En réaction, les dockers de Gênes, Livourne, Ancône et d'autres ports ont mené des actions directes, refusant de charger ou de décharger des navires transportant des armes à destination d'Israël. Leur prise de position courageuse a suscité un élan de solidarité et contraint les principales centrales syndicales italiennes, la CGIL et l'USB, à appeler à la grève générale du 3 octobre, malgré leurs propres efforts pour éviter une confrontation. Cette grève, motivée par la pression de la base, a révélé une forte montée du sentiment anti-guerre au sein de la classe ouvrière.

La grève de vendredi a paralysé une grande partie de la vie économique et sociale. Selon les chiffres syndicaux, plus de deux millions de travailleurs et de jeunes y ont participé dans plus de 100 villes. Les transports publics de Milan, Rome et Naples ont été presque entièrement interrompus. Les vols ont été suspendus à Bari, les écoles et les universités ont fermé dans tout le pays et les hôpitaux ont fonctionné avec un personnel réduit.

À Rome, 300 000 personnes ont défilé de la Piazza Vittorio à la Porta Maggiore, leurs banderoles réclamant « Liberté pour Gaza » et « Stop à la complicité de l'Italie dans le génocide ». À Bologne, 100 000 personnes ont bloqué l'autoroute A14 et le périphérique avant que la police n'utilise des gaz lacrymogènes, procédant à deux arrestations. À Gênes, 40 000 personnes ont participé à des manifestations rappelant les grèves portuaires des années 1960 et 1970. Turin, Palerme et les villes de Calabre ont elles aussi vu défiler des dizaines de milliers de manifestants.

Même les prisonniers de la prison Dozza de Bologne ont symboliquement rejoint la grève en refusant leurs salaires et leurs privilèges pour la journée, une expression frappante de la portée du mouvement dans toutes les couches de la société.

La manifestation massive de samedi à Rome – plus d'un million de personnes convergeant à nouveau vers le centre historique de la capitale – a confirmé que le mouvement se propage et s'intensifie.

Cette éruption d'opposition sociale et politique a ébranlé le gouvernement Meloni. Derrière la façade de « stabilité » et une base électorale de 30 pour cent se cache un mécontentement de masse en ébullition. La grève générale et la poursuite des manifestations ont révélé que le régime de Meloni, comme celui de Trump aux États-Unis ou dans tout autre pays impérialiste, est profondément impopulaire et s’appuie sur une base sociale étroite.

Le ministre des Transports, Matteo Salvini, a réagi à la grève par des menaces de répression, avertissant que « si la violence l'emporte, l'État réagira » et promettant que les organisateurs « payeraient personnellement ». Meloni elle-même a qualifié en ricanant la grève de « long week-end déguisé en révolution », révélant tant son mépris des droits démocratiques que la nervosité de son gouvernement face à l'opposition massive.

Ces réactions mettent en lumière une profonde crise de légitimité. L'élite dirigeante craint que la colère suscitée par Gaza et la crise du coût de la vie ne se transforme en mouvement plus large remettant en cause l'ordre capitaliste dans son ensemble. L'ampleur de la répression policière – à Bologne, Milan et Salerne, où canons à eau et gaz lacrymogènes ont été déployés – révèle la disposition de l'État à recourir à la violence.

Données extraites >>
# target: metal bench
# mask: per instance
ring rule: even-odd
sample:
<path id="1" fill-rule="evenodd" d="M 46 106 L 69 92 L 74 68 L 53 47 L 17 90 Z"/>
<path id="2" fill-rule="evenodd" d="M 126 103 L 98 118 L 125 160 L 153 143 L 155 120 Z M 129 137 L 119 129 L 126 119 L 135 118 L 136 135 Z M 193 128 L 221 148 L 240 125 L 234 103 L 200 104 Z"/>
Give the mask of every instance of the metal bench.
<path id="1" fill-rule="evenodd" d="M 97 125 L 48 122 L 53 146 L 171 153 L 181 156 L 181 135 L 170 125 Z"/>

Défi >>
Relevez dans l'extrait tous les ports nommés où les dockers ont refusé de charger ou de décharger des navires transportant des armes.

Réponse attendue >>
Gênes, Livourne et Ancône.